#### [ページ本文]
----

繁華街で、気付けば朝までギターを鳴らして唄ってる様な連中だから、知り合う人間もピンからキリまでだ。更に困った事に、キリが8割だ。
いつもギャアギャアと大声で、わざとレパートリーにない歌をリクエストしては帰るお姉ちゃん。いつも歌なんかそっちのけで、頼んでもないギター講座を開いては去っていくお父さん。
いつも、久しぶり~、と数人でやってきて、今から行くキャバクラを思案して通り行く若者たち。
アンタらアタシが面倒見てやろうか? と意味ありげに微笑んでは座り込み、数分後、探し回っていた彼氏に見つかって、いや~! と叫びながら車に乗せられていくベロベロのお姉さん(面倒見てもらわずに良かった)。

----

位置指定とラベル付けの項目:
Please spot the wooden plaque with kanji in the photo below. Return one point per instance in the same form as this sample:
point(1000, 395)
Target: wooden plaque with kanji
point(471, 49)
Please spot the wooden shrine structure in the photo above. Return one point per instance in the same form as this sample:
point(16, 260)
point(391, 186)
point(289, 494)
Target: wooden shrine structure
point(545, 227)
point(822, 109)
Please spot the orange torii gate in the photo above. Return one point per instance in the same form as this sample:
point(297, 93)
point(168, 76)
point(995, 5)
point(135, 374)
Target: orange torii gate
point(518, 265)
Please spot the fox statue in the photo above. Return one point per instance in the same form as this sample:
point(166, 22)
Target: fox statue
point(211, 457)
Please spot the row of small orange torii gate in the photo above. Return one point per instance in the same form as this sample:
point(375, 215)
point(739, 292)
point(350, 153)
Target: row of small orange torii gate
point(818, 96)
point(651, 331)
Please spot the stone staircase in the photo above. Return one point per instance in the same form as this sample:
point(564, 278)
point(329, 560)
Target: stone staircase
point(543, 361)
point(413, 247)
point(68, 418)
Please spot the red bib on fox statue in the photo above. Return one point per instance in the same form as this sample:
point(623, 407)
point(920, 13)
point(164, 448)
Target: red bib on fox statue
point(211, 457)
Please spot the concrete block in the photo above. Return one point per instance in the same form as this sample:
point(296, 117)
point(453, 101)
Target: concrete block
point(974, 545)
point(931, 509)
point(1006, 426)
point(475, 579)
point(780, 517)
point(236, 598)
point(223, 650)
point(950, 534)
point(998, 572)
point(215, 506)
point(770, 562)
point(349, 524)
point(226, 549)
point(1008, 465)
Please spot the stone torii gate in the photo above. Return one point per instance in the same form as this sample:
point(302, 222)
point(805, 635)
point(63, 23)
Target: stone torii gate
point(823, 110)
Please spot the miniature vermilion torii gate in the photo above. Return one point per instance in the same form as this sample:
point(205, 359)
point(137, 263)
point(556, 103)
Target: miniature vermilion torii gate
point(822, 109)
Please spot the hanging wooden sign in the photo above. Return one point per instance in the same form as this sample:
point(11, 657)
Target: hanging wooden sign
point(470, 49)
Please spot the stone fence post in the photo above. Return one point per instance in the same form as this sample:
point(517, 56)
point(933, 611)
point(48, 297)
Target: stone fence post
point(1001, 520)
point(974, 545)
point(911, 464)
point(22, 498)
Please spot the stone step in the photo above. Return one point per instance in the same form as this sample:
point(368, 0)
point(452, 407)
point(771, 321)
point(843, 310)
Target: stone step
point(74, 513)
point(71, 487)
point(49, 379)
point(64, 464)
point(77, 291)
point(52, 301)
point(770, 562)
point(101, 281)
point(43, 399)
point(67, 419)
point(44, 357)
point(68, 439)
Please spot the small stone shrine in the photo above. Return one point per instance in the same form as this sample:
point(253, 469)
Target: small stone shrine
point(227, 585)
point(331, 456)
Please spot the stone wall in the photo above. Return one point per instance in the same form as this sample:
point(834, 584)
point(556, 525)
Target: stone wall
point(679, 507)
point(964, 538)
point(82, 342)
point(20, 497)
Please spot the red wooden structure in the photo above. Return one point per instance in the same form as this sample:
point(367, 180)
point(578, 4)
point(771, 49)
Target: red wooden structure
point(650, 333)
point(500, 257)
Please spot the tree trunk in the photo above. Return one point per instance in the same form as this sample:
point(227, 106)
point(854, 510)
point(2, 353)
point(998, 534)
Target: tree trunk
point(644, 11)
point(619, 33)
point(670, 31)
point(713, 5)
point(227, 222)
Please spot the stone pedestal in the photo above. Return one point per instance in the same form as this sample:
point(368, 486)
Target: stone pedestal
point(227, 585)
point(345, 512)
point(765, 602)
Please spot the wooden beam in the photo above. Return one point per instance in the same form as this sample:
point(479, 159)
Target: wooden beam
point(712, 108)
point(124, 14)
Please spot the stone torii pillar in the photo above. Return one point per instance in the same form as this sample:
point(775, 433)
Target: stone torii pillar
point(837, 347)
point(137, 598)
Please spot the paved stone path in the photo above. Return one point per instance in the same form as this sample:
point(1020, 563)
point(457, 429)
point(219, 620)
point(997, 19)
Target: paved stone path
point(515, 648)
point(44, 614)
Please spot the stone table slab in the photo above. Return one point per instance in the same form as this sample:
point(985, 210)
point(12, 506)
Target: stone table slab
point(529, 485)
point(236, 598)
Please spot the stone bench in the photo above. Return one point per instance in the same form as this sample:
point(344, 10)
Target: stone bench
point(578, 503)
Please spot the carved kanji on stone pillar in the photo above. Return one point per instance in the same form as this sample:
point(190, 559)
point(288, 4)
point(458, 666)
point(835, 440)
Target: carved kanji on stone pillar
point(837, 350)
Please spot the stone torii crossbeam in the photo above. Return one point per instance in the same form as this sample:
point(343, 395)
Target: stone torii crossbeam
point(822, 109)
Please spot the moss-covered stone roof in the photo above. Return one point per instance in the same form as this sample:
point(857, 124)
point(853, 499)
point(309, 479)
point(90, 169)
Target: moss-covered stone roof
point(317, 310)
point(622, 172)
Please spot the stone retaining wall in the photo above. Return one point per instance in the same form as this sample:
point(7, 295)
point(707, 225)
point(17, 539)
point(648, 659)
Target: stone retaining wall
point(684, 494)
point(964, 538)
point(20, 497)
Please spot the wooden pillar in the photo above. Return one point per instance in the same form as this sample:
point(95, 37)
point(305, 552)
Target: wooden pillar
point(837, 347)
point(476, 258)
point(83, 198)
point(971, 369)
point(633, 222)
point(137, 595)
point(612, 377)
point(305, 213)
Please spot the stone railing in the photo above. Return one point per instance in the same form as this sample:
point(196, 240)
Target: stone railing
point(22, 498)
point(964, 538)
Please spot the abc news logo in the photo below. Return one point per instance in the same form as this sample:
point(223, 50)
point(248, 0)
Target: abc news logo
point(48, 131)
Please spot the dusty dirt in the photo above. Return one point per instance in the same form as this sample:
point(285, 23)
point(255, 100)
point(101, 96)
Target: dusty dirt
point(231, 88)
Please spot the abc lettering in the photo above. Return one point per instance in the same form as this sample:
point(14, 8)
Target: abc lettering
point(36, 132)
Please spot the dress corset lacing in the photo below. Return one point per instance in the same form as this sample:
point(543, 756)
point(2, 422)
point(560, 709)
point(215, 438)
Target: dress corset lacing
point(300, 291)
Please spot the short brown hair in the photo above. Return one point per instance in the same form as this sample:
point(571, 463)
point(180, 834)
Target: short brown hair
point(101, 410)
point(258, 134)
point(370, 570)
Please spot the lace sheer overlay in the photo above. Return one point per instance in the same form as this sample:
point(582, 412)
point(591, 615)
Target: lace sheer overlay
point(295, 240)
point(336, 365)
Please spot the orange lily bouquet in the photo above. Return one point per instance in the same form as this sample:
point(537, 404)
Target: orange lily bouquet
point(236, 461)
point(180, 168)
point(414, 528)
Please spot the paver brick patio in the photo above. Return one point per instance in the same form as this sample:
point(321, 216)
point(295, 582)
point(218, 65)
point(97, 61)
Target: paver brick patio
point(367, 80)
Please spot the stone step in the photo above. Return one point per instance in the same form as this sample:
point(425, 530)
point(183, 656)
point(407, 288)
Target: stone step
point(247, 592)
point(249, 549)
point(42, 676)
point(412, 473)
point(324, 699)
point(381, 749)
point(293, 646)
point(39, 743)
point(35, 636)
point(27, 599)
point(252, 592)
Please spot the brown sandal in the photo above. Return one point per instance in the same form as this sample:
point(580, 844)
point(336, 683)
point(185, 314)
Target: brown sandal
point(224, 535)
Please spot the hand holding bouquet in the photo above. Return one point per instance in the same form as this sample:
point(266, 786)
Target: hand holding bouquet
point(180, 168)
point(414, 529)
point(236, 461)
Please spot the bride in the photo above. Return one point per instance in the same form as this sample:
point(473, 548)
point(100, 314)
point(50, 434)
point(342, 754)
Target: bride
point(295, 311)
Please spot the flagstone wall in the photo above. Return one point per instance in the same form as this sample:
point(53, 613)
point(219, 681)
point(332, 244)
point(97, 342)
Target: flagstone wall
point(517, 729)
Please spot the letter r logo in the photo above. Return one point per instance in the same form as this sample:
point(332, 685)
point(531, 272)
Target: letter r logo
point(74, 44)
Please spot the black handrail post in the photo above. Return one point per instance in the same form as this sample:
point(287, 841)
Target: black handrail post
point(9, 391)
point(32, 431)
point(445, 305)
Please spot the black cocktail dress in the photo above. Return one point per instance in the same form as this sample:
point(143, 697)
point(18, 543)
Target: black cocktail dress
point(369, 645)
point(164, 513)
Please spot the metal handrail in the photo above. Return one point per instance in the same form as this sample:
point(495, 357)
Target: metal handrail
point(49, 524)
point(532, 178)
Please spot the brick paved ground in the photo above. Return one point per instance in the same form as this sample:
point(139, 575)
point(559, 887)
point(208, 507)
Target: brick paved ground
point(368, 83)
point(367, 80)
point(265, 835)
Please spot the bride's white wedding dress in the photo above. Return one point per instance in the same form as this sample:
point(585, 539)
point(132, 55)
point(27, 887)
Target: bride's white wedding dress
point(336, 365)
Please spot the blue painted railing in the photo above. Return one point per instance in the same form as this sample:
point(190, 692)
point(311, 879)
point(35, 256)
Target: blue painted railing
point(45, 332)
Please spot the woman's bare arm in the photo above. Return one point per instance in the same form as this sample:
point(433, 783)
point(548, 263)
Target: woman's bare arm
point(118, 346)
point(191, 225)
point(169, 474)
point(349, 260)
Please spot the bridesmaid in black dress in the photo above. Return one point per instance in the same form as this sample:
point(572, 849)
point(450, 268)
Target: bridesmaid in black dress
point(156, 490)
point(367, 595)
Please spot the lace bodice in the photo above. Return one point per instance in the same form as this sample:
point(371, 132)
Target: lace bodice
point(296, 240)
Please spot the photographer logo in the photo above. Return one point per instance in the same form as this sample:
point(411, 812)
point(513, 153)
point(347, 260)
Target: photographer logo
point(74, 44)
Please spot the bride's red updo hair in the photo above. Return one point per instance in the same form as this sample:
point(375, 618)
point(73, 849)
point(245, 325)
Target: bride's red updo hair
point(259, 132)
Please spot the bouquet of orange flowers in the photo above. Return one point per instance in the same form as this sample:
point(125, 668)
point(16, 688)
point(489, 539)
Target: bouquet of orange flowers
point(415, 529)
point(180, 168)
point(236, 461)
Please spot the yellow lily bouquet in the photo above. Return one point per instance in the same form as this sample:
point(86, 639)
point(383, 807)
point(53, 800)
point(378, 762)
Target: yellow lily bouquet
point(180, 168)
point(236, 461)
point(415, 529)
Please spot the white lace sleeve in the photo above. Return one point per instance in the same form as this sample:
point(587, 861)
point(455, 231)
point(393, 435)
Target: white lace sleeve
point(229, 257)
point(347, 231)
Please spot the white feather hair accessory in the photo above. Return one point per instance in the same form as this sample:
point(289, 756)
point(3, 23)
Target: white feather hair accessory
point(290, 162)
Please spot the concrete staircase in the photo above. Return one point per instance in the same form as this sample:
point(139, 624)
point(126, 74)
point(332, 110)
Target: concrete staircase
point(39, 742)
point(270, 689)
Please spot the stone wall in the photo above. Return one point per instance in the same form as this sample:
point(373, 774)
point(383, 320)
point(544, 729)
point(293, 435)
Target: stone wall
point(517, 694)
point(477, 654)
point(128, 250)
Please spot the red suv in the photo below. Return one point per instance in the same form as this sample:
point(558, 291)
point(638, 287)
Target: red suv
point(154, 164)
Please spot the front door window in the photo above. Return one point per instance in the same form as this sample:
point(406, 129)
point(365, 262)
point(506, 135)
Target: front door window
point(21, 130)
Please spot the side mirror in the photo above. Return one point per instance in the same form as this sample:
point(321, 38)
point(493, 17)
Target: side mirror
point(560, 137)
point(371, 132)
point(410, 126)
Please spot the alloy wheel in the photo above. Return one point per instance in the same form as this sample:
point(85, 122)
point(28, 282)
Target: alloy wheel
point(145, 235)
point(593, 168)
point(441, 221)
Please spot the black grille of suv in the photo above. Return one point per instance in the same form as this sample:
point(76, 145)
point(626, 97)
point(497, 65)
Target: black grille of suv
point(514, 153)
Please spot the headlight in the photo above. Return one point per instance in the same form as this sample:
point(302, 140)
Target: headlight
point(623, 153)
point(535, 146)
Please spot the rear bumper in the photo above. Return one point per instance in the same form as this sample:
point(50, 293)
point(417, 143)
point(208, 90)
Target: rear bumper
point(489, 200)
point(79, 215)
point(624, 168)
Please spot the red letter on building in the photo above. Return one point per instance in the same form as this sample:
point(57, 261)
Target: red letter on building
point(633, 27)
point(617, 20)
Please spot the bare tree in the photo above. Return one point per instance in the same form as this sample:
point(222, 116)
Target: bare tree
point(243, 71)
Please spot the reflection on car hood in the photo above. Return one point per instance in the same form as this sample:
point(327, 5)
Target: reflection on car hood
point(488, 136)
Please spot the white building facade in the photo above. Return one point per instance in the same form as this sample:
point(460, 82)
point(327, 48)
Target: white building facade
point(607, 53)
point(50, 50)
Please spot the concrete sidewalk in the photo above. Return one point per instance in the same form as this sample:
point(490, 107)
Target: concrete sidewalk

----

#### [課題一覧]
(A) 本文で、知り合う人間が「ピンからキリまで」になるのはなぜか。一〜三文で説明しなさい。
(B) リストの先頭から始まり「point(471, 49)」を含む行で終わる範囲を、両端の行も含め、「番号」と「行」の2列からなるMarkdownの表に書き直しなさい。空行は除くこと。

#### [練習の解答]
(A) 繁華街で、気付けば朝までギターを鳴らして唄っているような連中だからである。

(B)
| 番号 | 行 |
|---|---|
| 1 | Please spot the wooden plaque with kanji in the photo below. Return one point per instance in the same form as this sample: |
| 2 | point(1000, 395) |
| 3 | Target: wooden plaque with kanji |
| 4 | point(471, 49) |